— What is needed —
What follows is a set of entries. Repeat them exactly, but not their pictures.

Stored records
══════

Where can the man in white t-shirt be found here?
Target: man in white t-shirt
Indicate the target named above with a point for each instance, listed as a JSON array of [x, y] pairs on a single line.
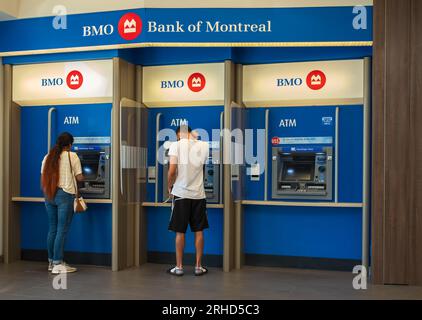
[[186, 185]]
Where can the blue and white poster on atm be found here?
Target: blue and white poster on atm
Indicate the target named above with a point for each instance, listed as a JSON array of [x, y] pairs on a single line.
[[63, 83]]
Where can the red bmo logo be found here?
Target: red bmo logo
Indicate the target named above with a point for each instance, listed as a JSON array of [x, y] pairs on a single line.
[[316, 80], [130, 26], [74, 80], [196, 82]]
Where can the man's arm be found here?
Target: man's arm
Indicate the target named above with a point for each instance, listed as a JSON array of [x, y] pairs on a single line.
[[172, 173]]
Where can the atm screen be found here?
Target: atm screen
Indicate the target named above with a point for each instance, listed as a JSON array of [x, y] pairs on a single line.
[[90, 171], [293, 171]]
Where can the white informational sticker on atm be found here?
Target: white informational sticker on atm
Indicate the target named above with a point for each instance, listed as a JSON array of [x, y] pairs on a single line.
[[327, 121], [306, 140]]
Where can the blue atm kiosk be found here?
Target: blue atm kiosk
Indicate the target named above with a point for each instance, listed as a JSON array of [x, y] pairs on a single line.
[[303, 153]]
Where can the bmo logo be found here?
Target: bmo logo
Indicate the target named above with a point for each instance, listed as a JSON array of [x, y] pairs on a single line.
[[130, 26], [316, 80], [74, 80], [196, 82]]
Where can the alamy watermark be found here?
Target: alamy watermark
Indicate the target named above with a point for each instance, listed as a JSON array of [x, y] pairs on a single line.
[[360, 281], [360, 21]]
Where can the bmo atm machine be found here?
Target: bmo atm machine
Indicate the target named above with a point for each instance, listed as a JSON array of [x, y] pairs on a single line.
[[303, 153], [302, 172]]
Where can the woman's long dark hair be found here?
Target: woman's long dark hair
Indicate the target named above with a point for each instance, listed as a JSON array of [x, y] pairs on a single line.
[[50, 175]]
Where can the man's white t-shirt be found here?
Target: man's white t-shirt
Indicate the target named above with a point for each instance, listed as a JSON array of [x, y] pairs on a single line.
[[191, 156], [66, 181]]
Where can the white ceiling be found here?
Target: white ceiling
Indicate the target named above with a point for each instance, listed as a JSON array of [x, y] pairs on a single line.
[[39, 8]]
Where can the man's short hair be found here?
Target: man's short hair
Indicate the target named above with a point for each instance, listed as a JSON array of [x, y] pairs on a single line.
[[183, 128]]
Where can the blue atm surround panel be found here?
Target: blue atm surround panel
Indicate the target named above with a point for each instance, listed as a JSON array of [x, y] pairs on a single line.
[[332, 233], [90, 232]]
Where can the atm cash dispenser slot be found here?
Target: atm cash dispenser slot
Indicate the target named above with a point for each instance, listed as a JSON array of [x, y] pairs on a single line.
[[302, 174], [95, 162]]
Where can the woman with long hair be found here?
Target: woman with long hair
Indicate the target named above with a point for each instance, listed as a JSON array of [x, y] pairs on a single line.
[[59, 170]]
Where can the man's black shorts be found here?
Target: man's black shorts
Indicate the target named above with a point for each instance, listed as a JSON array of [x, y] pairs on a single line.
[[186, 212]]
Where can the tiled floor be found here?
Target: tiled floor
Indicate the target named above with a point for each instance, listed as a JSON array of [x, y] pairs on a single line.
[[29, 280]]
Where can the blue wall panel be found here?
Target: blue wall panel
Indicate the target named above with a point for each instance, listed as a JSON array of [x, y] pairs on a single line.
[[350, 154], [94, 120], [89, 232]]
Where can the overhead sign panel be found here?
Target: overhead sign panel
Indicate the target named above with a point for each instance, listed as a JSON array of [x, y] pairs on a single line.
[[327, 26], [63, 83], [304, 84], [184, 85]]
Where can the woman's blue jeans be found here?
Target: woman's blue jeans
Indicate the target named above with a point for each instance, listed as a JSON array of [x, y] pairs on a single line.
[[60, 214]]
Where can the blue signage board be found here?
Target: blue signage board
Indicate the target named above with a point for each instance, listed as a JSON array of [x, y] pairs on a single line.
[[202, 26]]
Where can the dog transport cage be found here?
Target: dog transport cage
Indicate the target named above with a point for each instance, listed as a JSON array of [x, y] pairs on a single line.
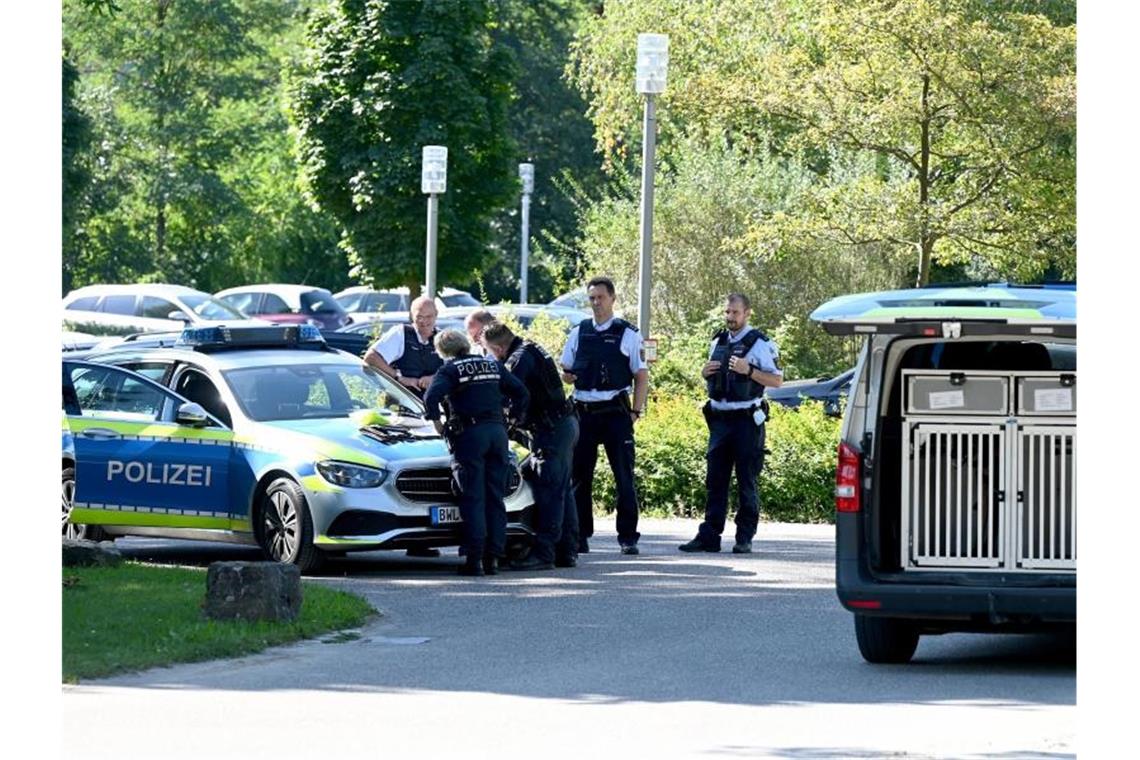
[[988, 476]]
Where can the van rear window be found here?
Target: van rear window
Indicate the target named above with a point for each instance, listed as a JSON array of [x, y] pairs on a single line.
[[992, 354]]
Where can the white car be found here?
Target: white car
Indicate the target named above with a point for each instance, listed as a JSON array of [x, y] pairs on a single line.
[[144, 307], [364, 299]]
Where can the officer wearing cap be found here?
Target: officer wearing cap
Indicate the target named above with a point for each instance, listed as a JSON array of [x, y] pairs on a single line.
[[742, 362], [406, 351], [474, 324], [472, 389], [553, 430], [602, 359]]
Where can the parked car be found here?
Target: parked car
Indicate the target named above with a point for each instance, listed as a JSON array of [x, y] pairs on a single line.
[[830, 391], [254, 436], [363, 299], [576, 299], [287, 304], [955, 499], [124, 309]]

══════

— Result for this exercise —
Where can the man in white t-shirt be found here?
Target: man in white t-shirt
Indicate the target named above with a point for each instance, listed as a JSON array of [x, y] pairs on a single line.
[[186, 185]]
Where can the blue and white poster on atm be found here?
Target: blue and white poster on atm
Indicate the target named above with a point for each instance, listed as a JSON array of [x, y] pairs on a single line.
[[63, 83]]
Where can the red bmo logo be found here?
Target: red bmo logo
Indicate the target named above with a point for each instance, listed as a JSON array of [x, y] pairs on a single line.
[[316, 80], [130, 26], [74, 80], [196, 82]]
Where can the man's arm be found here?
Target: man's arm
Indicate the target named above with a point for each instance, listed as a JSON array of [x, y] pairs on a single line.
[[172, 173]]
Where can the atm screen be found here?
Target: atm screen
Indicate the target named above with a point for each instance, listed as a JSON array of [x, y] pairs on a single line.
[[90, 171], [293, 171]]
Where can the white informational sticker on atm be found here?
Target: white informational sticker on atm
Indicate the target named above with a point for each instance, listed as a JSON array of [x, y] pairs on a single line.
[[327, 121], [306, 140]]
Where can the blue atm kiosk be found here?
Target: blue atm kiosk
Indicate the target named above with a point for each instance, listed as a JSON array of [x, y] pairs on a single line.
[[303, 153]]
Where can the bmo logo be found here?
Target: bmo logo
Indicate the target named above with a point for each instance, listed as a JSON array of [x, y] pairs on a single line.
[[130, 26], [316, 80], [74, 80], [196, 82]]
Where can the alamy watermark be found here?
Target: alamy watermark
Indicate the target named above with a point for each instance, listed as a JSON array of [x, y] pairs on a single line.
[[360, 281], [360, 21]]
Where can the bmo atm machine be found here?
Target: bmo atm machine
Indicate the target named above with a point for each instance, listed as a JSON array of [x, y] pairs on a single line.
[[303, 153], [302, 172]]
Where can the woman's long dark hair be found here?
Target: woman's long dark hair
Indicate the target named above with a point for each instance, listed as a JSON array of [x, y] pairs on a single line.
[[50, 175]]
Where can the man's white t-shirt be found here?
Target: man's white t-shirt
Indicate the target named above with a point for each instance, listed as a JSON array of [x, y] pairs on a single line.
[[191, 156], [66, 181]]
Where can the white ceiling be found here?
Target: white ceiling
Indicate the target named above with a point for each instance, listed as a JSON array of [x, y] pairs on a single line.
[[39, 8]]
Where can the man's short hair be found here?
Target: man's short hair
Indicate the target named above with a point for each instance, listed as a JSON array of [x, y] pairs on a single line.
[[183, 128]]
Where can the blue atm surround panel be found here?
Target: blue atm surround panel
Indicate the target named above with a point for each instance, listed as a JSON array of [x, y] pairs on a single line.
[[332, 233], [90, 232]]
Where can the atm cash dispenser slot be found here?
Target: atm cash dispenser slot
Indicate the target named above with a point for each instance, listed as a JSON array of [x, y] pairs on a single line.
[[302, 174], [95, 162]]
Where can the woman with long hair be found here?
Target: woman with long hair
Indicate the target named above with a point for each instance, listed as a JSON array of [x, y] pairs on a single line.
[[59, 170]]
Where can the man's black shorts be found here?
Target: man's black shorts
Indicate the target named above with a point for each instance, listed as a JSON array of [x, y] pairs on a single line.
[[186, 212]]
Where can the tiled floor be found here?
Target: tiled floor
Indicate the target named above with a point for each instance, listed as a JSON array of [x, y] pairs on a single line.
[[29, 280]]
Where can the blue wall panel be found here?
Target: blue wall panel
Indicate the target named above with a point for each instance, listed as a JSON array of [x, y] pairs on a single line.
[[350, 154], [94, 120], [89, 232]]
Where can the overhead sign panel be found here?
Target: overhead sign panel
Indicate the target named above with a point for each instance, listed as a JSON array of [x, y] pairs on a single line.
[[327, 26], [63, 83], [304, 84], [184, 85]]
Where can the woman's blue jeans be found here?
Target: woman's blue jeans
Indicate the target named above with a point for each instance, listed as a JSON array of [x, y] pairs on a single line.
[[60, 214]]
Where can the blue signage board be found here?
Target: blue signage board
Indicate the target named above with a point for each instance, listed as a JSON array of [x, y] pairs on a single line.
[[202, 26]]
Where can the dog transport cage be found here?
Target: dog transport cage
Indicate the target named above with a point for each instance, listed as a JSON array of [x, y] pairs on a single line.
[[988, 476]]
Where can the van rear window be found here?
Target: van rear window
Indicate the target named above with a point for each instance, listed as a JSON array of [x, y] pairs on a single line.
[[992, 354]]
Where can the white car be found here?
Target: white car
Indicate the target named above with a point for each instance, listed as a JSON array of [x, y] pairs on a single line.
[[144, 307], [364, 299]]
Where can the officer wearing cap be found here?
Target: officer wearing cap
Indicate the target named above with a point for each instance, listed as a JSON array of [x, y] pairs on a single line.
[[742, 362], [406, 351], [474, 324], [472, 389], [553, 430], [602, 359]]
Where can the parked car be found here?
Target: parked car
Indicate the target named above with a point for each instance, listed as a JSON array of [x, y] pairs on a single line.
[[830, 391], [254, 436], [363, 299], [576, 299], [287, 304], [955, 499], [124, 309]]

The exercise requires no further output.